- _Data to examine_:
┌────────

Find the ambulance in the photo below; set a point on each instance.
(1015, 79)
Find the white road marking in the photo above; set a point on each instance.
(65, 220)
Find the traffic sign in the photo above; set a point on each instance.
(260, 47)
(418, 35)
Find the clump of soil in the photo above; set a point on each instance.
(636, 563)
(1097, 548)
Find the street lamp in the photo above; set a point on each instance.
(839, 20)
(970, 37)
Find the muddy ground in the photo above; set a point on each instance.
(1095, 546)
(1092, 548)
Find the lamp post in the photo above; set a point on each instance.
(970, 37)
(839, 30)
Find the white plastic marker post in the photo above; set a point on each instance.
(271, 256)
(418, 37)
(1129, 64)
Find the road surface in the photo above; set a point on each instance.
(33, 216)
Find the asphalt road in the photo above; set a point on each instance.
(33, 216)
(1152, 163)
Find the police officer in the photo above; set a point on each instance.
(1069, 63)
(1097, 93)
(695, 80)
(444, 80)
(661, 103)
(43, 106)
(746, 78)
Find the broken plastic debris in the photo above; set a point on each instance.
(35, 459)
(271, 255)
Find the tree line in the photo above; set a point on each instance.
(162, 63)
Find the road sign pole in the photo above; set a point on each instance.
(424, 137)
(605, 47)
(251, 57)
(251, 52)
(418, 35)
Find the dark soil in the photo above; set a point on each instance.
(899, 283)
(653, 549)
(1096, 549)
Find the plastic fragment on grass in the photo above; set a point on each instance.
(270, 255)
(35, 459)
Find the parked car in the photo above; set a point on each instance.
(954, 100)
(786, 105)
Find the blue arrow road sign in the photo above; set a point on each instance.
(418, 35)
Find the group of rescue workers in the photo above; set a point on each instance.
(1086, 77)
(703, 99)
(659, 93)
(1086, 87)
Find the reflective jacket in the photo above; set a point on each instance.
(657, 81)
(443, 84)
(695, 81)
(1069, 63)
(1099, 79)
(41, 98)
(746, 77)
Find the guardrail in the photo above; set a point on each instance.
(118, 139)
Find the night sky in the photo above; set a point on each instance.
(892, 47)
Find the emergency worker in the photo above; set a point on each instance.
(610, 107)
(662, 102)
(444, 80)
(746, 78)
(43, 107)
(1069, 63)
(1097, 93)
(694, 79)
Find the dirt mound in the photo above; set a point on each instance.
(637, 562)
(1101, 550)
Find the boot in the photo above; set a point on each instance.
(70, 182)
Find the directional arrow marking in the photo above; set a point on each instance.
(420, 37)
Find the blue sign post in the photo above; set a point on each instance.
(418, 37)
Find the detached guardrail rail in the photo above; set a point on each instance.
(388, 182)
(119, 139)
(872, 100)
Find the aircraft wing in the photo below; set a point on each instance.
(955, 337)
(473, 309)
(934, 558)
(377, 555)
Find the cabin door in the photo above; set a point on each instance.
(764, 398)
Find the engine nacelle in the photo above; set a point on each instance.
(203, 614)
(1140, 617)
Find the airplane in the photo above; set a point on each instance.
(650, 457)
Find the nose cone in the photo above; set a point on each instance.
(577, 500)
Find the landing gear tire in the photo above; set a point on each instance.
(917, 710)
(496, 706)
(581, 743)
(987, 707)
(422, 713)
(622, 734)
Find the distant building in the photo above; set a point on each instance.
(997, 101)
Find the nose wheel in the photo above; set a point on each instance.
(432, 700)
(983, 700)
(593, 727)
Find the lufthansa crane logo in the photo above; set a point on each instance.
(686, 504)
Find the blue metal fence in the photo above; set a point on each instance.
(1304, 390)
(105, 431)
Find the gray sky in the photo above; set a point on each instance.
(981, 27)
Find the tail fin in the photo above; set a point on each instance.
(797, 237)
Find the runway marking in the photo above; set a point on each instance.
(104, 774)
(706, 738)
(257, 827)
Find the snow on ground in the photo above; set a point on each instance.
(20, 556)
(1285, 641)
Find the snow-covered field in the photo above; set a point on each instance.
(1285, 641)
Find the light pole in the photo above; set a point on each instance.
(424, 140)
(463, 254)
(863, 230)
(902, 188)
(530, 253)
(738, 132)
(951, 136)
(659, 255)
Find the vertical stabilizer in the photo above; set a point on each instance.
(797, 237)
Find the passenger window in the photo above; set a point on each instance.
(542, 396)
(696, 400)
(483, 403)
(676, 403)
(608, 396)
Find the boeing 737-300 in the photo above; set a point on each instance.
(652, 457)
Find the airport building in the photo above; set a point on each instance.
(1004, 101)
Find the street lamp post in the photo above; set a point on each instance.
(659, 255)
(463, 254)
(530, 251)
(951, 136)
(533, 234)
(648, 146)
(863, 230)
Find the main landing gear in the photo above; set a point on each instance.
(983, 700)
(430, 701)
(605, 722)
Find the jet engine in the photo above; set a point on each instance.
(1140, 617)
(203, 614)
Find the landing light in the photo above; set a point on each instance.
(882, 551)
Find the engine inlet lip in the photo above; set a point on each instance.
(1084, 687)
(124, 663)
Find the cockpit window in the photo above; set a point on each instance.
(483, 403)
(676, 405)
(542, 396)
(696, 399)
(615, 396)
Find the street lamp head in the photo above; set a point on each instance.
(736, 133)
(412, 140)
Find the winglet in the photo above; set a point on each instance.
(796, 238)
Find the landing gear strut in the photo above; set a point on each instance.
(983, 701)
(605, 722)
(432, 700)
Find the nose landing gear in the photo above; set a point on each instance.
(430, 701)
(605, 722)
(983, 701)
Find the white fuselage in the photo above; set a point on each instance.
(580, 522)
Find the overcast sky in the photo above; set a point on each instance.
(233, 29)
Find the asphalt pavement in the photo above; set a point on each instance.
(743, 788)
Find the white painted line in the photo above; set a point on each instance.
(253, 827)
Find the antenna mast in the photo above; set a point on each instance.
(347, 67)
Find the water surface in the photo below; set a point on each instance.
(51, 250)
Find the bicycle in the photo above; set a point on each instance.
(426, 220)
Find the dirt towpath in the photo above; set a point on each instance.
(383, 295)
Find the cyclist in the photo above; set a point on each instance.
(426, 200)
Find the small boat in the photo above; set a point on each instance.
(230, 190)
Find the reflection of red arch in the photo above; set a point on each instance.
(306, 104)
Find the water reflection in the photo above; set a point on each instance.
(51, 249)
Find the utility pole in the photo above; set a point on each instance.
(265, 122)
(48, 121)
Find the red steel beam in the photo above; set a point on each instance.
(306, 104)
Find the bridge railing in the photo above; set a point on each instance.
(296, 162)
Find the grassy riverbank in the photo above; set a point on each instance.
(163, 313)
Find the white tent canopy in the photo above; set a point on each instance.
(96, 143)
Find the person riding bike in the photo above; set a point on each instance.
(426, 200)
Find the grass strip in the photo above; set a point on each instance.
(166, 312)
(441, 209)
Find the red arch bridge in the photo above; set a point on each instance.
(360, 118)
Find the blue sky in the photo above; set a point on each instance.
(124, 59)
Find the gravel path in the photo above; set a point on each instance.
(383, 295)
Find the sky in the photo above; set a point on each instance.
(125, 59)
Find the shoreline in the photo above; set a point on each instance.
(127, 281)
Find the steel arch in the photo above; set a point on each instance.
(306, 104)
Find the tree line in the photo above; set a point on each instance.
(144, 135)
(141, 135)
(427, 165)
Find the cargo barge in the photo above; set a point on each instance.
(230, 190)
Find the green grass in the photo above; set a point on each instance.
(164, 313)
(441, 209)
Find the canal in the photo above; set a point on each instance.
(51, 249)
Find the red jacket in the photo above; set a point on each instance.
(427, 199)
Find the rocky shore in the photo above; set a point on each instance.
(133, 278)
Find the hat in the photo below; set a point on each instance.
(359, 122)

└────────

- _Task brief_:
Once you have read the records above, set each one down again exactly.

- _Solution for this task_:
Find the ambulance in the photo below; set a point on each instance.
(1015, 79)
Find the white road marking in the photo above; set a point on each instance.
(65, 220)
Find the traffic sign in the photo above; set a point on each instance.
(260, 47)
(418, 35)
Find the clump of soil in the photo above; set a point on each instance.
(636, 563)
(1097, 548)
Find the street lamp in the photo above; set a point on each instance.
(839, 20)
(970, 37)
Find the muddy ground in the photo above; set a point on each instance.
(1095, 546)
(1092, 548)
Find the lamp post in the photo above; set a point on each instance.
(970, 37)
(839, 30)
Find the white plastic marker post in the photo above; set a point on each instance.
(271, 256)
(418, 37)
(1129, 64)
Find the road surface in the photo above; set a point on each instance.
(33, 216)
Find the asphalt road in the photo above; set a point on each instance.
(33, 216)
(1152, 163)
Find the police officer in the photo above; set a point on each instance.
(1069, 63)
(1097, 93)
(695, 80)
(444, 80)
(661, 103)
(43, 106)
(746, 78)
Find the broken plastic debris in the photo above; set a point on each instance.
(35, 459)
(271, 255)
Find the tree line in the photo above; set a point on each instance.
(162, 63)
Find the road sign pole in the photo above; set a point on each instance.
(424, 137)
(605, 47)
(251, 57)
(251, 52)
(418, 35)
Find the dark soil in the photo above; set a point on each instance.
(899, 283)
(653, 549)
(1096, 549)
Find the plastic fragment on grass in the photo above; set a point on each instance.
(270, 255)
(35, 459)
Find the parked car in the photo above; set a point on each instance.
(954, 100)
(786, 105)
Find the blue arrow road sign in the photo above; set a point on each instance.
(418, 35)
Find the group of rescue workers in the photo above; set a point on each instance.
(1086, 77)
(703, 99)
(659, 93)
(1086, 87)
Find the reflective jacket in the photo above; set a point on each instance.
(657, 81)
(443, 84)
(695, 81)
(1069, 63)
(1099, 79)
(41, 98)
(746, 77)
Find the guardrail in the photo above; set a point on each instance.
(118, 139)
Find the night sky in the photo above; set a point on each instance.
(892, 47)
Find the emergency worker in the photo above; set a point on each instance.
(610, 107)
(662, 102)
(444, 80)
(746, 78)
(43, 107)
(1069, 63)
(1097, 93)
(694, 79)
Find the dirt mound in the photo above; set a point on each instance.
(637, 562)
(1101, 550)
Find the boot in the photo above; set a point on each instance.
(70, 182)
Find the directional arrow marking in the photo above; set a point on each instance.
(420, 37)
Find the blue sign post in the photo above; set a point on each instance.
(418, 37)
Find the detached guardrail rail in the photo above; set a point on each instance.
(388, 182)
(119, 139)
(872, 100)
Find the aircraft wing in the photo below; set a point on each instance.
(955, 337)
(473, 309)
(934, 558)
(377, 555)
Find the cabin door in the photo above; set a point on each instance.
(764, 398)
Find the engine nacelle in the photo above; set a point on each instance.
(203, 614)
(1140, 617)
Find the airplane in the photo above; set a point on each instance.
(650, 457)
Find the nose cone in the photo above; set a point on each instance.
(577, 500)
Find the landing gear tire in the photo above; set a point on each instance.
(917, 710)
(496, 706)
(581, 743)
(987, 707)
(422, 713)
(622, 734)
Find the distant building in the photo above; set a point on each instance.
(997, 101)
Find the nose wheel in the photo above; set a point on each instance.
(432, 700)
(983, 700)
(593, 727)
Find the lufthansa crane logo in the photo above; set a point on each instance.
(686, 504)
Find the blue metal fence in the photo above; set a point on each instance.
(1304, 390)
(105, 431)
Find the gray sky in the photo above; set a point on each instance.
(981, 27)
Find the tail fin in the photo above; set a point on each instance.
(797, 237)
Find the runway marking in the photo above; set a point on each instance.
(104, 774)
(706, 738)
(257, 827)
Find the snow on ground in the photo above; set a point on each instance.
(20, 556)
(1285, 641)
Find the snow-covered field in the photo above; set a point on each instance.
(1285, 641)
Find the light pole in the photo above; set a point on each instance.
(424, 140)
(463, 254)
(863, 230)
(902, 188)
(530, 253)
(738, 132)
(951, 136)
(659, 255)
Find the vertical stabilizer in the photo above; set a point on each instance.
(797, 237)
Find the passenger window in the photo above; set a point on each instance.
(542, 396)
(696, 400)
(483, 403)
(676, 403)
(608, 396)
Find the boeing 737-300 in the photo above; set a point on each instance.
(652, 457)
Find the airport building in the photo above; set a point on each instance.
(1004, 101)
Find the street lamp post in the photo above; set a point on each instance.
(659, 255)
(463, 254)
(530, 251)
(951, 136)
(533, 234)
(648, 146)
(863, 230)
Find the main landing gear in the photo above; set a point on each instance.
(983, 700)
(430, 701)
(605, 722)
Find the jet engine in the photo above; set a point on each instance.
(1140, 617)
(203, 614)
Find the landing light in the photo above; set a point on each instance.
(882, 551)
Find the engine inlet lip in the photo above; set a point on each instance.
(1084, 687)
(124, 663)
Find the cockpit window in the photo above; set a point on each instance.
(483, 403)
(676, 405)
(542, 396)
(696, 399)
(615, 396)
Find the street lamp head in the photo above; set a point on each instance.
(736, 133)
(412, 140)
Find the winglet in the photo above; set a point on each instance.
(796, 238)
Find the landing gear strut in the photo above; set a point on each instance.
(983, 701)
(605, 722)
(432, 700)
Find the nose landing gear in the photo above; set a point on each instance.
(430, 701)
(605, 722)
(983, 701)
Find the white fuselage in the photo above; set a point on each instance.
(580, 522)
Find the overcast sky in the photo above; set a point on each instance.
(233, 29)
Find the asphalt pavement in the photo above; set a point on each instance.
(743, 788)
Find the white painted line in the photo above; set a point on each instance.
(253, 827)
Find the antenna mast in the photo above; set a point on each instance.
(347, 67)
Find the water surface in the photo below; set a point on each instance.
(51, 250)
Find the bicycle in the photo above; set a point on each instance.
(426, 220)
Find the dirt towpath in the photo above; set a point on each instance.
(383, 295)
Find the cyclist in the photo above; set a point on each instance.
(426, 200)
Find the small boat in the photo above; set a point on each instance.
(230, 190)
Find the reflection of red arch in the photo above; set a point on each instance.
(306, 104)
Find the water reflection in the photo above; set a point on each instance.
(51, 249)
Find the utility pole in the photo above; set a point on each instance.
(265, 122)
(48, 121)
Find the red steel beam in the photo above; set a point on each instance.
(306, 104)
Find the bridge railing in the photo above; set a point on each instance.
(296, 162)
Find the grassy riverbank in the photo above; set a point on each instance.
(163, 313)
Find the white tent canopy in the photo above; set a point on each instance.
(96, 143)
Find the person riding bike in the photo above; set a point on each instance.
(426, 200)
Find the grass strip in the photo above; set a point on each instance.
(166, 312)
(441, 209)
Find the red arch bridge in the photo above; set a point on each instance.
(360, 118)
Find the blue sky in the photo above; set a point on each instance.
(124, 59)
Find the gravel path in the photo above; set a point on each instance.
(383, 295)
Find the sky in the photo above; set a point on each instance.
(125, 59)
Find the shoreline in the photo above; set a point on each instance.
(127, 281)
Find the steel arch in the photo above; set a point on each instance.
(306, 104)
Find the tree line in the photo above; set a point on each instance.
(144, 135)
(141, 135)
(427, 165)
Find the cargo barge in the photo above; set a point on each instance.
(230, 190)
Find the green grass in the photo above; set a point on each instance.
(164, 313)
(441, 209)
Find the canal in the photo above; set a point on each instance.
(51, 249)
Find the red jacket in the photo above; set a point on each instance.
(427, 199)
Find the rocky shore in the photo above; set a point on each instance.
(133, 278)
Find the hat in the photo below; set a point on each instance.
(359, 122)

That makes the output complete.